## Provided information
════════════════
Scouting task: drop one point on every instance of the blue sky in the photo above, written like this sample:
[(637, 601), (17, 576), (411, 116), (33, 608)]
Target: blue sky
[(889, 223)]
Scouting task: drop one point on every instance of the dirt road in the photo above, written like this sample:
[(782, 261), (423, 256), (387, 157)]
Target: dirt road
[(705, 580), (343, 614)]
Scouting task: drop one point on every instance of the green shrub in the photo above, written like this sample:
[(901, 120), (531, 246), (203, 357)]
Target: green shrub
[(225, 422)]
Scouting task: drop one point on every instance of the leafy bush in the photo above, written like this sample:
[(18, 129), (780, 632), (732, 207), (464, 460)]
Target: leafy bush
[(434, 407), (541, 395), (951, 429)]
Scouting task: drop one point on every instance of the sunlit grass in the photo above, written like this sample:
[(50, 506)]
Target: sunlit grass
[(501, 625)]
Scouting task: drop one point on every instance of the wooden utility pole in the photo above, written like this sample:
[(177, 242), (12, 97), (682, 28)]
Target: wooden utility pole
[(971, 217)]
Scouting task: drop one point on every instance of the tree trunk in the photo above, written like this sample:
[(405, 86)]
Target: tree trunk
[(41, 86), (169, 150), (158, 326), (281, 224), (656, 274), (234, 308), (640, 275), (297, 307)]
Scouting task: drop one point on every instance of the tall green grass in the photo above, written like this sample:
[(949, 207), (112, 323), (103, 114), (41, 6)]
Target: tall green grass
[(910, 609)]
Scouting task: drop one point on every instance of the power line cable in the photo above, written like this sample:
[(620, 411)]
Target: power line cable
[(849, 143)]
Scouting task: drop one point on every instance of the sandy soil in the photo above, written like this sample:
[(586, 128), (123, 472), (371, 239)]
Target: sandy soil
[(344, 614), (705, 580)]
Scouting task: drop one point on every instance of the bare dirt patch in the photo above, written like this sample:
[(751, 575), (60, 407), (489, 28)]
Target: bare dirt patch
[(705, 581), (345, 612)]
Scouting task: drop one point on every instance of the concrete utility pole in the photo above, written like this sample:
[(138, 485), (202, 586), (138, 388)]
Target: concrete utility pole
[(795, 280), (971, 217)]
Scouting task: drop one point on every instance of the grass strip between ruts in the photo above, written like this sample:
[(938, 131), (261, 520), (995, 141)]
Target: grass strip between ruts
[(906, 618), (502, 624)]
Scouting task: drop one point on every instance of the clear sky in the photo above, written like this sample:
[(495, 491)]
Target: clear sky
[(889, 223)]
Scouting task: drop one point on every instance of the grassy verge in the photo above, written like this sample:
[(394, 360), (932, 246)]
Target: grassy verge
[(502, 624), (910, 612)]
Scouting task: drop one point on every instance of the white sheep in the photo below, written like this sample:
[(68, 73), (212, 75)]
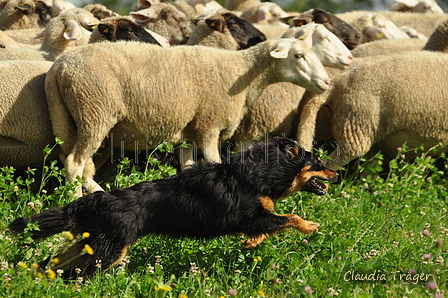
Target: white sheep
[(7, 42), (62, 33), (25, 128), (275, 111), (388, 101), (195, 92), (24, 14), (424, 23), (197, 7), (60, 6), (239, 5), (438, 41), (412, 33), (375, 26)]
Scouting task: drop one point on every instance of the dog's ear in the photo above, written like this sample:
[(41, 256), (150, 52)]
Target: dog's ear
[(288, 146)]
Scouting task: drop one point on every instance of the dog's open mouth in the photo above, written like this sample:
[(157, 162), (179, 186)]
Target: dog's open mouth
[(316, 186)]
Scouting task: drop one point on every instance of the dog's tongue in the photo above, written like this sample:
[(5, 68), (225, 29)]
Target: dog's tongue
[(321, 184)]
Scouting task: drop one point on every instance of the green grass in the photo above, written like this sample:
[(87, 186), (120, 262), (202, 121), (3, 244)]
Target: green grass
[(375, 229)]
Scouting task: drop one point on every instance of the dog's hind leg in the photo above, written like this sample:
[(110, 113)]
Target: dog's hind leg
[(255, 241), (288, 221), (301, 225)]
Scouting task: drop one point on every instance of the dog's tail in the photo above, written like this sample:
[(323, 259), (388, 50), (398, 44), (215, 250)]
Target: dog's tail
[(50, 222)]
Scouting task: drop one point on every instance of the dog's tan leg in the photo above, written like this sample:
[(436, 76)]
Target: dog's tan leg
[(120, 257), (253, 242), (298, 223)]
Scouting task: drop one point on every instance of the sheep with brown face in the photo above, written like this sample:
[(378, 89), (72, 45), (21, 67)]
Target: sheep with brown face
[(122, 28), (166, 19), (225, 31), (419, 6), (349, 36), (100, 11)]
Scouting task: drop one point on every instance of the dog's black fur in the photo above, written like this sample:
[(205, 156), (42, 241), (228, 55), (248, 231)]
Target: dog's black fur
[(205, 201)]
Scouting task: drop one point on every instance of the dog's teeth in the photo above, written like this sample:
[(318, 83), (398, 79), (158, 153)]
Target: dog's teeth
[(317, 183)]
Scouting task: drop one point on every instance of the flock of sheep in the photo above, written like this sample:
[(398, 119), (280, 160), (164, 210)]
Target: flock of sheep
[(183, 70)]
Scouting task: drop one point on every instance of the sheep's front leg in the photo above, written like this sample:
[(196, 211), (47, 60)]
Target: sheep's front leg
[(210, 148), (308, 117)]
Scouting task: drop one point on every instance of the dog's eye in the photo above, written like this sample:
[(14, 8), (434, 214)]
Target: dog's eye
[(316, 167)]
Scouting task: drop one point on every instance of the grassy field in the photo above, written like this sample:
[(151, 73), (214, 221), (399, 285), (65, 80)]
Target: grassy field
[(382, 235)]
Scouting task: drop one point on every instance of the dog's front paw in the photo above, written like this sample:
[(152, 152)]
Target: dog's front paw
[(309, 227)]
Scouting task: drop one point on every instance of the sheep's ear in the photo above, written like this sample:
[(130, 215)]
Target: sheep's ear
[(288, 146), (286, 20), (282, 48), (40, 35), (106, 30), (306, 36), (72, 31), (215, 24)]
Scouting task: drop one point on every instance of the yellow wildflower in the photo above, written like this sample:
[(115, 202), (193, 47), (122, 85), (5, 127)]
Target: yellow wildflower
[(88, 249)]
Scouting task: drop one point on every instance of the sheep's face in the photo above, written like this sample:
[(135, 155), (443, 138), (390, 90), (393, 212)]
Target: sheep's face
[(299, 65), (327, 46), (23, 14), (349, 36)]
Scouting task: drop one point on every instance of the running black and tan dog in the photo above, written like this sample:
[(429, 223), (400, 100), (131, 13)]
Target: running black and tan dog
[(205, 201)]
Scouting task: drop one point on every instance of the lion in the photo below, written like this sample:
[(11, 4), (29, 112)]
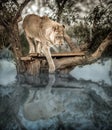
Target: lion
[(42, 33)]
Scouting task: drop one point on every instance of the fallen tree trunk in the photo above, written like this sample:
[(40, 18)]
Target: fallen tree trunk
[(66, 61), (87, 59)]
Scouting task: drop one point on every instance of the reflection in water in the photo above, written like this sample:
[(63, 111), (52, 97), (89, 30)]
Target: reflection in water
[(7, 72), (42, 104), (56, 102)]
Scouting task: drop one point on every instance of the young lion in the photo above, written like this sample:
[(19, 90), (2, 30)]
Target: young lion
[(45, 33)]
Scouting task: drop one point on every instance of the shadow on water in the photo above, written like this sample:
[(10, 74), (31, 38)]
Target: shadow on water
[(58, 102)]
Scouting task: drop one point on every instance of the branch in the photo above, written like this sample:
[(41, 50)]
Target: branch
[(87, 59), (20, 10)]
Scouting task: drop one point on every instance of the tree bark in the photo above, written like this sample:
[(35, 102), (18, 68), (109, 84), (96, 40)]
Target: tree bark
[(16, 46)]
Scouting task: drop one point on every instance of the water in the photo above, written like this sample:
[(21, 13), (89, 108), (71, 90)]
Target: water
[(81, 100)]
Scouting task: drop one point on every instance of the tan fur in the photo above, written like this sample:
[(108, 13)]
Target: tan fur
[(45, 33)]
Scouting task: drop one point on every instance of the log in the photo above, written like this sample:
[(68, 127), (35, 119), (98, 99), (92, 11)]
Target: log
[(64, 62), (34, 56)]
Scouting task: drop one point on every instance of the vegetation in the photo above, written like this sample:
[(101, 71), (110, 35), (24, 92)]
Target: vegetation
[(88, 27)]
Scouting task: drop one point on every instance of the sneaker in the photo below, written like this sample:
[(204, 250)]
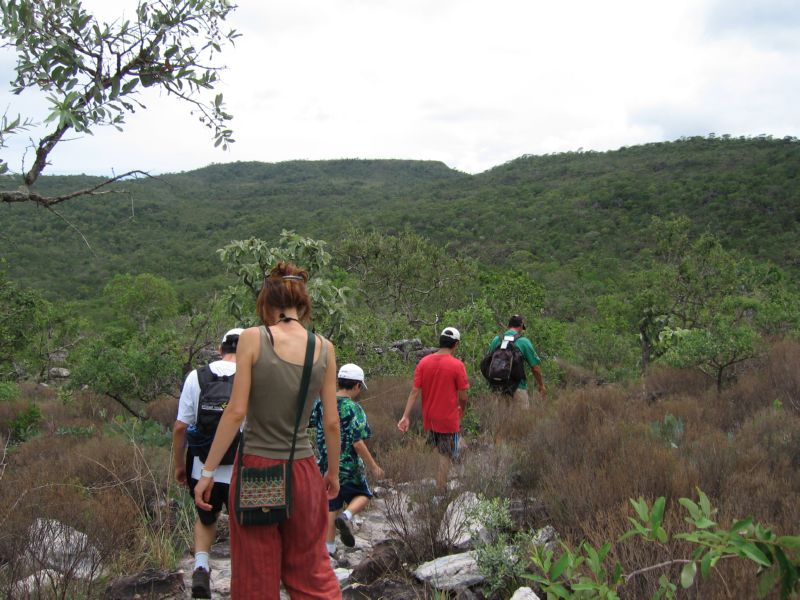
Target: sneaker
[(345, 533), (201, 583)]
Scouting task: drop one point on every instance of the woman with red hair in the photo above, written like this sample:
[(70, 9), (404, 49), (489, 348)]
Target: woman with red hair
[(269, 362)]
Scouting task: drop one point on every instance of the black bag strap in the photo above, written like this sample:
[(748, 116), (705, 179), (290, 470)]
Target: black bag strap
[(308, 362)]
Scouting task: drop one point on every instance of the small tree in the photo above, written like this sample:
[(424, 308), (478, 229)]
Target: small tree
[(252, 259), (92, 72)]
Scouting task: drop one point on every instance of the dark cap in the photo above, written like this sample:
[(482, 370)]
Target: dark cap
[(517, 321)]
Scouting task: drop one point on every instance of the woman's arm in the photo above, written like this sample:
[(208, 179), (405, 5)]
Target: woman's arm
[(330, 424), (246, 354)]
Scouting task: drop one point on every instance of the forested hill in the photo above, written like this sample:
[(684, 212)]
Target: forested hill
[(586, 209)]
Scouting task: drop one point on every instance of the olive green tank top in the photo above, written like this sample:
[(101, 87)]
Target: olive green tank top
[(272, 409)]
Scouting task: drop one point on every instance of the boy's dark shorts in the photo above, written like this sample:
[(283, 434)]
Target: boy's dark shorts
[(445, 443), (348, 491), (219, 496)]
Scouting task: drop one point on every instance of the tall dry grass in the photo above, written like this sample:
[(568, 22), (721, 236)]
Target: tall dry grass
[(75, 476)]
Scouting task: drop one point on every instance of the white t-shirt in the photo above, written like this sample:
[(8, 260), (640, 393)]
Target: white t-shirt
[(187, 413)]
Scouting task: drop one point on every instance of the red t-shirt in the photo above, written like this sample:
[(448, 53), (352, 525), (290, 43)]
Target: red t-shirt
[(440, 377)]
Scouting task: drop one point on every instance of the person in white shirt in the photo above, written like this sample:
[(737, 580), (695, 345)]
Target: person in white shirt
[(191, 439)]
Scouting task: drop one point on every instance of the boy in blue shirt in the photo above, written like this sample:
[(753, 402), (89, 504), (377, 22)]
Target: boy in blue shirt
[(353, 487)]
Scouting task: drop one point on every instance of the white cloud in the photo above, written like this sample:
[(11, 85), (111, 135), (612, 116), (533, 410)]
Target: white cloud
[(468, 82)]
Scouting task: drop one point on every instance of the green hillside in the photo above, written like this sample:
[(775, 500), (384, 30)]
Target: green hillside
[(588, 210)]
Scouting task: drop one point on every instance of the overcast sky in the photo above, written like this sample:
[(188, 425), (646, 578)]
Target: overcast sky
[(470, 83)]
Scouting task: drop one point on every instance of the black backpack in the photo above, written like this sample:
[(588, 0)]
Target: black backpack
[(504, 367), (215, 391)]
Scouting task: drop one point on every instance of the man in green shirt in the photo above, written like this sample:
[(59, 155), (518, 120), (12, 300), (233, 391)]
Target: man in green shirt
[(516, 325)]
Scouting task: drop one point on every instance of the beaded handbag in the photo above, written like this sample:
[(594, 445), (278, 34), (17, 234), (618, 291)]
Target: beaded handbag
[(264, 494)]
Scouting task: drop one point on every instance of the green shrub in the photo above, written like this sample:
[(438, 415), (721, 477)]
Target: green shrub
[(500, 553), (9, 391)]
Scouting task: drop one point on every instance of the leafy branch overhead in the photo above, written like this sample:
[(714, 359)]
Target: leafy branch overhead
[(93, 72)]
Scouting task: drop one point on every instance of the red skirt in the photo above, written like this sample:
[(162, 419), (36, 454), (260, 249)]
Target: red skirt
[(292, 552)]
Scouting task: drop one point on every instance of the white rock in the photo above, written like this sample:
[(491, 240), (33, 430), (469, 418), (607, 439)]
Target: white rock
[(40, 584), (342, 574), (525, 593), (456, 528), (450, 572), (58, 546)]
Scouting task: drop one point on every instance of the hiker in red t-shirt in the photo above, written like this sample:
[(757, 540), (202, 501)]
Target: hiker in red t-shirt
[(442, 380)]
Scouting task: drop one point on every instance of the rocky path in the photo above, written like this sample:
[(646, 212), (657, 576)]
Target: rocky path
[(370, 529)]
════════════════
## Written exercise
Reproduce verbatim the stretch of the listing above from its first line through the line containing "275), (297, 307)]", including both ends.

## Task response
Scouting task: drop one point on every instance of the blue sky in the photo above, written like this sample:
[(637, 601), (17, 576), (411, 116), (33, 608)]
Target: blue sky
[(889, 223)]
Scouting task: drop one point on every instance of the dirt road in the photo above, written like this sample:
[(782, 261), (423, 256), (387, 157)]
Target: dirt road
[(705, 580), (343, 614)]
Scouting task: drop one point on every instance of the green shrub in the photo above, written like this sample:
[(901, 120), (531, 246), (203, 357)]
Target: green shrub
[(225, 422)]
Scouting task: drop one point on every instance of the leafy bush in the photo above, written like this sample:
[(18, 129), (780, 632), (732, 207), (464, 460)]
Target: leafy bush
[(434, 407), (541, 395), (951, 429)]
Scouting task: drop one point on every instance of the sunlit grass in the photo above, written like this sample:
[(50, 506)]
Target: sunlit grass
[(501, 625)]
Scouting task: drop one point on every instance of the wooden utility pole in the photo above, written like this sample:
[(177, 242), (12, 97), (682, 28)]
Target: wooden utility pole
[(971, 217)]
Scouting task: drop one point on every instance of the tree trunk in the photo above, written like this sample:
[(405, 86)]
Target: tree trunk
[(41, 86), (169, 150), (158, 326), (281, 224), (656, 274), (234, 308), (640, 275), (297, 307)]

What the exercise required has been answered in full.